┌──

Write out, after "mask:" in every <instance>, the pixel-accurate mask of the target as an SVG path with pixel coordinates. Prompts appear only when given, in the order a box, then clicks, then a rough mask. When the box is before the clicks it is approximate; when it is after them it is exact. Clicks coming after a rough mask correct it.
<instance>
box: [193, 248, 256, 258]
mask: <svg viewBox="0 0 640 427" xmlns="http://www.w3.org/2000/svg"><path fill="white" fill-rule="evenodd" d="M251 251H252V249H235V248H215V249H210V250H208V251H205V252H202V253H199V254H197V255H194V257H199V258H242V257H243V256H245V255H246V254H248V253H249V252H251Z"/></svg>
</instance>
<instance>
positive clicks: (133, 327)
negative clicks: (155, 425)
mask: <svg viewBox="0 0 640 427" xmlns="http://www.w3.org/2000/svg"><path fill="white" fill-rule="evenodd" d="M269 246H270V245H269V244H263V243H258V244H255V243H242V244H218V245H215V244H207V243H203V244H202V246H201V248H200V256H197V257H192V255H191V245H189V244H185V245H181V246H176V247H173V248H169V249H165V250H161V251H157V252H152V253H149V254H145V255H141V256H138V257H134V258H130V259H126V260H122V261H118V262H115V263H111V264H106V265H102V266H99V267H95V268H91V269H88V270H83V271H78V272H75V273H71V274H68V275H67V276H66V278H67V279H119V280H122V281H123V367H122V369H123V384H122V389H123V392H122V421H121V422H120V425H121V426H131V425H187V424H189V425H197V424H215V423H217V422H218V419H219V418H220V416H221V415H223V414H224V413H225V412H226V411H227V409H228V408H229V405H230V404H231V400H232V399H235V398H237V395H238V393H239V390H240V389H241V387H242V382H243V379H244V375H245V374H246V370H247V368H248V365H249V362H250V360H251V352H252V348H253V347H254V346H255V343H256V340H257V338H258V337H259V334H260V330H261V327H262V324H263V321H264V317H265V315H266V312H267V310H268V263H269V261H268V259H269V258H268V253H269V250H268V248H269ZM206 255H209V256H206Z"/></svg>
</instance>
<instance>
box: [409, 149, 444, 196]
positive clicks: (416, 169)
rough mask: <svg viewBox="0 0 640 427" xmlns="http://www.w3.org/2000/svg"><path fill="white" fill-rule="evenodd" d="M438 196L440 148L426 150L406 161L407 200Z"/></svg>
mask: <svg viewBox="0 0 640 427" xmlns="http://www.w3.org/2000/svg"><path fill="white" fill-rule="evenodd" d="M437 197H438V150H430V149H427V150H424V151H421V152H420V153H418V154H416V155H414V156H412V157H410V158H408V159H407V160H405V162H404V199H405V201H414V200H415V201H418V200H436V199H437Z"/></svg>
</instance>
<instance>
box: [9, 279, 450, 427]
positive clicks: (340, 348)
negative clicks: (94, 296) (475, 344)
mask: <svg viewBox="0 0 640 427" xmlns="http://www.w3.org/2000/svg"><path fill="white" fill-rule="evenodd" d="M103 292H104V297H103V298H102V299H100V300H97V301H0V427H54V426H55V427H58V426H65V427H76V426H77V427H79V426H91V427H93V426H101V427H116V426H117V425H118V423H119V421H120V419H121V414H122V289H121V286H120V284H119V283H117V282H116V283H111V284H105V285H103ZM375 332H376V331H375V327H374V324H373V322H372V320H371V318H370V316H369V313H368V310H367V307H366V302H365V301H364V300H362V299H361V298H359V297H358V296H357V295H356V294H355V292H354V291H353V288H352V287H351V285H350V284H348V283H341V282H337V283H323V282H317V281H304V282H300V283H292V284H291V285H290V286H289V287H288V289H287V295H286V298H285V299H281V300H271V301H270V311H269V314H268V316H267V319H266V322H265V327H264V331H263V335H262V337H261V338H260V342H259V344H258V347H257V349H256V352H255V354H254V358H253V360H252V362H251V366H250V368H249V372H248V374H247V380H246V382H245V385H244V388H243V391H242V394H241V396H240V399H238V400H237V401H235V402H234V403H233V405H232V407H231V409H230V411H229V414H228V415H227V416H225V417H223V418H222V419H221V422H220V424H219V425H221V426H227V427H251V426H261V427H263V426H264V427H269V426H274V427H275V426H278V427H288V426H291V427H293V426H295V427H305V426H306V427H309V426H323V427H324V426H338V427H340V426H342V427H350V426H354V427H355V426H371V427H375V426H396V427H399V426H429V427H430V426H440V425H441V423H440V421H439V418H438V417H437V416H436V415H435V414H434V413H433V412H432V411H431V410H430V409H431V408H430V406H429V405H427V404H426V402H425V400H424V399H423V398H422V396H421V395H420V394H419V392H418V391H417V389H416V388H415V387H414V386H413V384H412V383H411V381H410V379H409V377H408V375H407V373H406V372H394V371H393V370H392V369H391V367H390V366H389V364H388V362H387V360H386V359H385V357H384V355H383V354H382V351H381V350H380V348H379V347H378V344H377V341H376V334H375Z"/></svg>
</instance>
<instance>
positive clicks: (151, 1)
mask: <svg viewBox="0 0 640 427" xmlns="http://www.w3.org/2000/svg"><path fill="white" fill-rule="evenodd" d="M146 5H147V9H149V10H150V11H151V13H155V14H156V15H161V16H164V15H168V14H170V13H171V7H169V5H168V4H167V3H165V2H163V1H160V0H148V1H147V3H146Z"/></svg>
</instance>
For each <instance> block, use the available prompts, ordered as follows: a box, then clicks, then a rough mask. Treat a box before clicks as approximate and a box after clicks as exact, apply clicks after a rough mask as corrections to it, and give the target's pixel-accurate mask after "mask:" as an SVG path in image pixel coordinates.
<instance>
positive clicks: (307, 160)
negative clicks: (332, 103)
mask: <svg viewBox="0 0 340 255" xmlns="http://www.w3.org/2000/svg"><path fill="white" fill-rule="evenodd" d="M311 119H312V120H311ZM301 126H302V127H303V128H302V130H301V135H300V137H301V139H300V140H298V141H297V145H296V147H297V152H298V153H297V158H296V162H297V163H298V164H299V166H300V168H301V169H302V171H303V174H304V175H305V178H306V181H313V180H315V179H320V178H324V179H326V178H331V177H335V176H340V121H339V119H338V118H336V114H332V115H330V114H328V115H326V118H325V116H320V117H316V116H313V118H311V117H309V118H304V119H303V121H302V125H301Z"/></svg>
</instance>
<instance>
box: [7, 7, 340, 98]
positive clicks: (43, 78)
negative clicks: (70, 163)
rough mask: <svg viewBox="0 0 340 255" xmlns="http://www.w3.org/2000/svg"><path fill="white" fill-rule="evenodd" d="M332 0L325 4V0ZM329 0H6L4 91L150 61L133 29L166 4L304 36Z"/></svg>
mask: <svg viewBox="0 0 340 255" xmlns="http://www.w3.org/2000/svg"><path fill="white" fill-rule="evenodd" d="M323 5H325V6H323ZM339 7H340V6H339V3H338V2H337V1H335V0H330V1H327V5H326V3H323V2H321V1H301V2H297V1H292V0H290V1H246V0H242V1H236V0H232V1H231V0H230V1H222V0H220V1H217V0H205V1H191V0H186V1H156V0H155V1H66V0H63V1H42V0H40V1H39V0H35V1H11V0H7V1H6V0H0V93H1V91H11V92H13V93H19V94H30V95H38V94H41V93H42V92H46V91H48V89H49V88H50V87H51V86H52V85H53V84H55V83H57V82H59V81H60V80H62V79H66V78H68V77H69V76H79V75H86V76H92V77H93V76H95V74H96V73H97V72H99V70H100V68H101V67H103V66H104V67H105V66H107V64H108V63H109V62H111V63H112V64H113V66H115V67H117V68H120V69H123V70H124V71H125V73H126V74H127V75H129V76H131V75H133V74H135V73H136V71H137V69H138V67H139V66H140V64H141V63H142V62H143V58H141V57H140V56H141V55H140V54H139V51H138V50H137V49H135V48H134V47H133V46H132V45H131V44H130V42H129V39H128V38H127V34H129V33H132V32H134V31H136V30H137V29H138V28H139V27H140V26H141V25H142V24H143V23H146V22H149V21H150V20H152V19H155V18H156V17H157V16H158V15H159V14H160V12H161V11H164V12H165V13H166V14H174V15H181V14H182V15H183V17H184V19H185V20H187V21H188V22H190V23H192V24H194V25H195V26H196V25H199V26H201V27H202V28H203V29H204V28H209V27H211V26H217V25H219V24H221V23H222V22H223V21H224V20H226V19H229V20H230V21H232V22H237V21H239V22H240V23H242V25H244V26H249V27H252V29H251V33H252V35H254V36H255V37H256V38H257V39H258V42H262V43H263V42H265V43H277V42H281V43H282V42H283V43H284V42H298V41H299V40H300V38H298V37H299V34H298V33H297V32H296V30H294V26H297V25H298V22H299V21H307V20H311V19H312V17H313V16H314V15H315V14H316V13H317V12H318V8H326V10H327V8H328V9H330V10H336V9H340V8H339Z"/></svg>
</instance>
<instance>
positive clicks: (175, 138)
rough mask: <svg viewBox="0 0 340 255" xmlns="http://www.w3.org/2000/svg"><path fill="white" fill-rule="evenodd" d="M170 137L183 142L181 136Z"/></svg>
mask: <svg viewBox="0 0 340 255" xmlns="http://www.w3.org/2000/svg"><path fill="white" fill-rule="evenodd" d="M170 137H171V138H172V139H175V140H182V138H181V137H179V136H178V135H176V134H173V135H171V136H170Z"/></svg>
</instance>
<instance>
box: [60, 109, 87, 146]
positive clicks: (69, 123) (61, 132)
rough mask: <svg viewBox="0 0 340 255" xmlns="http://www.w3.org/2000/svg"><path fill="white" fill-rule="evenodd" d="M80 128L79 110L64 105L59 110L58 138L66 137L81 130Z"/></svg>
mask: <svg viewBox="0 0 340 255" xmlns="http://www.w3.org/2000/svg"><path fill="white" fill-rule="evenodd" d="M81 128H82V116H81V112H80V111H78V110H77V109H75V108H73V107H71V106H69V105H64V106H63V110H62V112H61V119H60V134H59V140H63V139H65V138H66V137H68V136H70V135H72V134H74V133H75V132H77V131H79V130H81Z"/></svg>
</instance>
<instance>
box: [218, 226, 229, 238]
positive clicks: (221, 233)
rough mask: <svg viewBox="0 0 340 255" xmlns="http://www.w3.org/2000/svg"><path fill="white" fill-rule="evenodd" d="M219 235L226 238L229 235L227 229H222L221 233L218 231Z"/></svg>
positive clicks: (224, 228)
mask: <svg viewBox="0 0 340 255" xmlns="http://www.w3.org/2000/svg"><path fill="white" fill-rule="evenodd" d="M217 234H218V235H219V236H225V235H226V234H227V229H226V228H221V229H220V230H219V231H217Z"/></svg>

└──
┌──

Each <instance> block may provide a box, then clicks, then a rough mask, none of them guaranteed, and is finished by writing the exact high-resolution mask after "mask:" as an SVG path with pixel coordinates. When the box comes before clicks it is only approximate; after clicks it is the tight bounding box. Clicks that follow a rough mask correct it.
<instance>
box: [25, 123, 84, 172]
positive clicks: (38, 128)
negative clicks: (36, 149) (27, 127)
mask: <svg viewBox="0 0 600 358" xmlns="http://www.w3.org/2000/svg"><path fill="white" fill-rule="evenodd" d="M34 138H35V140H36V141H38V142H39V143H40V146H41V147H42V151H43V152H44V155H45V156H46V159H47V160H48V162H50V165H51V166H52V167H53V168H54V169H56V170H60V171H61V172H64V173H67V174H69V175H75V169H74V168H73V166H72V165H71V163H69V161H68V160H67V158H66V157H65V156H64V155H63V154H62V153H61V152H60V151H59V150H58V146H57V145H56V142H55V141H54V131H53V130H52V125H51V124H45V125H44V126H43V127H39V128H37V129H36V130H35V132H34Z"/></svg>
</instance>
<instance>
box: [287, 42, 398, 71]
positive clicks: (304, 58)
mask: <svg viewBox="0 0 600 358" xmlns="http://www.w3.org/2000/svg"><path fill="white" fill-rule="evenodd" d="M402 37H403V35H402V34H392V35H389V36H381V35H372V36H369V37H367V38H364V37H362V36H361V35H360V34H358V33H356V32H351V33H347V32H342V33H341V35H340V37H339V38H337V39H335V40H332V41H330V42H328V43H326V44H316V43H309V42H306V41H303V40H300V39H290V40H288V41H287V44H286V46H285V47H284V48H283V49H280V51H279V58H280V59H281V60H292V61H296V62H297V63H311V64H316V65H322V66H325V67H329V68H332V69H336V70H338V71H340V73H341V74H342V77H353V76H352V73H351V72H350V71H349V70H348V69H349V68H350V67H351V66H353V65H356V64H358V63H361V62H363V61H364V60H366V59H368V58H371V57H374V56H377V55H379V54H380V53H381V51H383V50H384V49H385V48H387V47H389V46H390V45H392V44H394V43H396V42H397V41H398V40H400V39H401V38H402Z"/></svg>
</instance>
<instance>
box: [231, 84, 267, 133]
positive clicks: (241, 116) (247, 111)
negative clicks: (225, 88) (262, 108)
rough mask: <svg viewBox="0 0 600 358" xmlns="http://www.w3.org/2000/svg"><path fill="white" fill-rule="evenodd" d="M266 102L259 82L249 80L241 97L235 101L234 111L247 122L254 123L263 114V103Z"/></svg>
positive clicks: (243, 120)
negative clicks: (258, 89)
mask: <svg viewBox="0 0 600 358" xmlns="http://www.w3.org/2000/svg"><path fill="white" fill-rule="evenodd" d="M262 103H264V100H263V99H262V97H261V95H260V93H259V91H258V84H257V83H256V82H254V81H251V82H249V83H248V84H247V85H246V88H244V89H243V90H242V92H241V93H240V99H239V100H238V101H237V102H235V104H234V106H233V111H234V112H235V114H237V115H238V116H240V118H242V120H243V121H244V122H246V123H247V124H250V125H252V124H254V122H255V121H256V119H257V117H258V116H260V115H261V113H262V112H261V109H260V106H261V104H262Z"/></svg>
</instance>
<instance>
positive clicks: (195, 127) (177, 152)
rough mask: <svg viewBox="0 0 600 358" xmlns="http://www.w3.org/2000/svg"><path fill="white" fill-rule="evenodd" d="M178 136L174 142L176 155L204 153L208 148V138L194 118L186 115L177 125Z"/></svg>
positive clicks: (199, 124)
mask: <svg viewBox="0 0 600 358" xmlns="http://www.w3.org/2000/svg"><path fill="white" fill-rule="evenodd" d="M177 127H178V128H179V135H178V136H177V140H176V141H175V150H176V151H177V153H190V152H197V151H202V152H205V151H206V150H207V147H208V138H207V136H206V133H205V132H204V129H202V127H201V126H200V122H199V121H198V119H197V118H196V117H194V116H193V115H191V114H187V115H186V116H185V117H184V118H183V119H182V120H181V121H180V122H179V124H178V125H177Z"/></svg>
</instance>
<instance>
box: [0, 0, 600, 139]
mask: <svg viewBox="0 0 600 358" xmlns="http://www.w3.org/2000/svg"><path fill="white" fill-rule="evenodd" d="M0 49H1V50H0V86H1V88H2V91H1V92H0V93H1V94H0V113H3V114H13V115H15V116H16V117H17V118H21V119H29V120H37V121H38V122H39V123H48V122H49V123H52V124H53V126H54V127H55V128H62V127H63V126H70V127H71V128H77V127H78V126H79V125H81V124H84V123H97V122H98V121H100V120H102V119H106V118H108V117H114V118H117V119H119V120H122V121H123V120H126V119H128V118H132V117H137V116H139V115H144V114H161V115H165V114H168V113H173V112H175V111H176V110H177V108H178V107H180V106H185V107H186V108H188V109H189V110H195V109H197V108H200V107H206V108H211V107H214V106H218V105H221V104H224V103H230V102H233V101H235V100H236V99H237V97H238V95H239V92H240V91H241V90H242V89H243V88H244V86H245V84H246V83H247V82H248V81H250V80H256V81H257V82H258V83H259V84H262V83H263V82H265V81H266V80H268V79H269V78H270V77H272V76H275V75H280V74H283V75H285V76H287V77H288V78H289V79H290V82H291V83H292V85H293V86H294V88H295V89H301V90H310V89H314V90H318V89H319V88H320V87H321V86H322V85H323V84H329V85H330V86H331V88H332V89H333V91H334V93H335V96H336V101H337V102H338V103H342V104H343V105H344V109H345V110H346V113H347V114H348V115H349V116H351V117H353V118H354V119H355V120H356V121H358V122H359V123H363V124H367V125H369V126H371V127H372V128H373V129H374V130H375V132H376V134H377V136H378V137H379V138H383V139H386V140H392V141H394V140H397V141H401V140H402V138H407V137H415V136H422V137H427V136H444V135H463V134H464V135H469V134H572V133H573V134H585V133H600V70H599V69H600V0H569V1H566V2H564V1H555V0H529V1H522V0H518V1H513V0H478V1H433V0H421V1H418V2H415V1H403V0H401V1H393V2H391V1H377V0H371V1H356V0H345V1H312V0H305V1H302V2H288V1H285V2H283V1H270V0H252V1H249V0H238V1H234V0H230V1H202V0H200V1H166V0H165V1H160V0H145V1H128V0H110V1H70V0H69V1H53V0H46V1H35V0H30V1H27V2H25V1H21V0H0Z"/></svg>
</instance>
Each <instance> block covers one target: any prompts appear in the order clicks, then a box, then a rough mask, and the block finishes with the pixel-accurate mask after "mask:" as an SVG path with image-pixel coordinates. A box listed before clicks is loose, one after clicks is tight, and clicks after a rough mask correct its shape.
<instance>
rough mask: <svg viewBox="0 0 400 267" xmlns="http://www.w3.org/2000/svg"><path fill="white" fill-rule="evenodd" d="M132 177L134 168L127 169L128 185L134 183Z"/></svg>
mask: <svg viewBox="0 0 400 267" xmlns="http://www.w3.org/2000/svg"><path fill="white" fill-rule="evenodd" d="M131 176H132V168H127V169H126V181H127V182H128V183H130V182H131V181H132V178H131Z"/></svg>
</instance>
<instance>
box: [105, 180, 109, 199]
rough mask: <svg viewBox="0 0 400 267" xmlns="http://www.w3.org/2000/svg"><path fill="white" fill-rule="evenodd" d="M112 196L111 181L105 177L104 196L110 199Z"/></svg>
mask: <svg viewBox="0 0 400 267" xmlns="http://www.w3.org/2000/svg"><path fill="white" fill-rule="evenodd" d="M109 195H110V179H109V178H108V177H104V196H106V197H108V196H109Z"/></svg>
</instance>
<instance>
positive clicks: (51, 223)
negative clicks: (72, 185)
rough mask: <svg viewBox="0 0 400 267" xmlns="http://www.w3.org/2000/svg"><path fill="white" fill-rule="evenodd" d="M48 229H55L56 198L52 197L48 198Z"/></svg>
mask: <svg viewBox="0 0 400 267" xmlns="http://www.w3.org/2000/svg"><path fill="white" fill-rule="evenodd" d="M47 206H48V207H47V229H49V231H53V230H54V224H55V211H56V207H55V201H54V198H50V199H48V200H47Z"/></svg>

└──
┌──

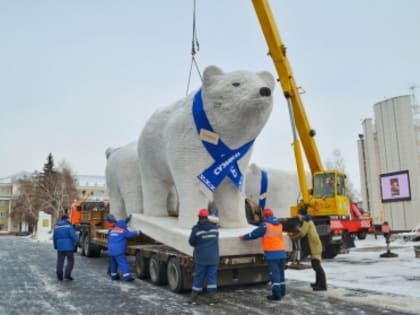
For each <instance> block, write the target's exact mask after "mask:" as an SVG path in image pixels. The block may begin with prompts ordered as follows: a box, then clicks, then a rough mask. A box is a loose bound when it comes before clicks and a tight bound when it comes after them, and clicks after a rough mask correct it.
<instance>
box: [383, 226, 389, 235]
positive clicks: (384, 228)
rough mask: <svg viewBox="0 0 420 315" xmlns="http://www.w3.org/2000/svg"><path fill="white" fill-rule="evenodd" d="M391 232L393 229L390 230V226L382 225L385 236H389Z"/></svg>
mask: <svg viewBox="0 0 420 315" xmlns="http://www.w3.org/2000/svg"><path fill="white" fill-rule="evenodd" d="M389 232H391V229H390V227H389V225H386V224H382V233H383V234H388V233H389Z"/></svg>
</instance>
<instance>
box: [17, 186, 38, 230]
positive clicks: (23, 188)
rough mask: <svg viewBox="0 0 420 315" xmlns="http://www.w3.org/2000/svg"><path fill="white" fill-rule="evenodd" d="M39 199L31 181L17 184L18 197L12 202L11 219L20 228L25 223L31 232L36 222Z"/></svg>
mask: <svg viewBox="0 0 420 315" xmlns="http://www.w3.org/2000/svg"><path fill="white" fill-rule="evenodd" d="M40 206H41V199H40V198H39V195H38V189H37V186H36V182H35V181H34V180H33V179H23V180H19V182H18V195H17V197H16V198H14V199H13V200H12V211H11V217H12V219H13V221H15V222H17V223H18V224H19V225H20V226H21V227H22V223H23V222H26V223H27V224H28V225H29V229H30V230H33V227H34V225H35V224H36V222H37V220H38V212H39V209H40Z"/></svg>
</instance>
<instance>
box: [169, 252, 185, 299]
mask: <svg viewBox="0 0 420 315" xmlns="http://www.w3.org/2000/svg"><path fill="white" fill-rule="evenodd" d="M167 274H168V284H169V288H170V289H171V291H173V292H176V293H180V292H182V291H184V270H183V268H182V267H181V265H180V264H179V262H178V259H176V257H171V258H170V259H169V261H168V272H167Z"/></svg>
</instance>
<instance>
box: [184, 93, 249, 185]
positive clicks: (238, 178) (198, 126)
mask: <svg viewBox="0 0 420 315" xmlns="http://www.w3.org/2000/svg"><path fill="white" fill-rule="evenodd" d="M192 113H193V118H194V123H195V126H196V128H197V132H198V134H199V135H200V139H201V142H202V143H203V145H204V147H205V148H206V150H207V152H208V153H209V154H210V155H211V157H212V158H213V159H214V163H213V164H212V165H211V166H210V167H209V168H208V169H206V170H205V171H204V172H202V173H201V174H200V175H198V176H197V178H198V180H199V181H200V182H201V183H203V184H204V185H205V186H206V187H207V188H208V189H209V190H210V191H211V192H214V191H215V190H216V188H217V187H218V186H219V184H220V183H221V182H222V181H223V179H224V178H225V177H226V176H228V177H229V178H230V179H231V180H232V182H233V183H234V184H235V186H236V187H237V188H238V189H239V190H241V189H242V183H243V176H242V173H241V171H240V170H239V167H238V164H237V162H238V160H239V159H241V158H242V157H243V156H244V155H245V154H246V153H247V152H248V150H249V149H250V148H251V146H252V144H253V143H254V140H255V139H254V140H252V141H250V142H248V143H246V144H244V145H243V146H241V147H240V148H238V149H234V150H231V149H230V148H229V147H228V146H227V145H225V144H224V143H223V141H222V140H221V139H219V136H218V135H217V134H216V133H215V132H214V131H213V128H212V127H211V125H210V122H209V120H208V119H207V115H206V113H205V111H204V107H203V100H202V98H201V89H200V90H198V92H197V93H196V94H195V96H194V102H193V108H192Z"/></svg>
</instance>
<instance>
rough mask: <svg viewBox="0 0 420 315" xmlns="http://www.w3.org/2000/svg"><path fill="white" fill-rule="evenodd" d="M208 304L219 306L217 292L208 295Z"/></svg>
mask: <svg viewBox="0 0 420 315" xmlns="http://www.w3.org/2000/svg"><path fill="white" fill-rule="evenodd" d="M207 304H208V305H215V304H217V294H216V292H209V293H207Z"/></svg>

└──

— Instructions for the task —
Select the lines in this material that hold the word "only", leaving none out.

— Answer space —
Write out, after "mask:" in every <instance>, the pixel-accurate mask of the target as an SVG path with pixel coordinates. Prompts appear only when given, in the order a box, then clicks, then a rough mask. When the box is before the clicks it is approximate; when it is after them it is exact. Clicks coming after a rough mask correct it.
Each <instance> block may provide a box, then clicks, then a rough mask, none of them guaranteed, and is finished by writing the exact high-resolution mask after "mask:" as an SVG path with pixel coordinates. When the box comes before clicks it is only approximate; after clicks it is the tight bounding box. Clicks that follow a rough mask correct it.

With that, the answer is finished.